*About this task:*
Each entry below should be output exactly, apart from its images.

━━ Exercise material

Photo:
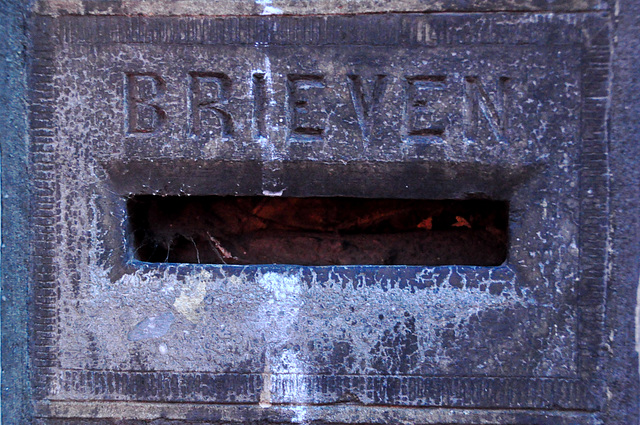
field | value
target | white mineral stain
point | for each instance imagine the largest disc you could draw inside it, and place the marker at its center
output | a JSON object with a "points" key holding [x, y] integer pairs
{"points": [[190, 301], [268, 8]]}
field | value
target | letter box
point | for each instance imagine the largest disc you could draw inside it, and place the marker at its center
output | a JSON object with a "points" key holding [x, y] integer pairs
{"points": [[378, 218]]}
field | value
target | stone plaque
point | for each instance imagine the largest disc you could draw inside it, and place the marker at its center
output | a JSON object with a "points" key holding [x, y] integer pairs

━━━━

*Result for this exercise:*
Photo:
field | value
target | white mineral stain
point | for each instance imagine the largest disc you could draw inside it, and place the marker at its center
output | a JSON object with a "points" key holding [x, y] integer pairs
{"points": [[190, 301], [268, 8]]}
field | value
target | letter box
point | for each instance imagine the largest disc you could draw inside it, and place the marker at its center
output | a JSON object with a "points" key holding [x, y] integer pairs
{"points": [[378, 218]]}
field | value
target | stone plaque
point | for each instance imagine the largest disc you could draw inside it, and place the marker at its center
output | a JSON object with a "points" key holding [x, y] integer pairs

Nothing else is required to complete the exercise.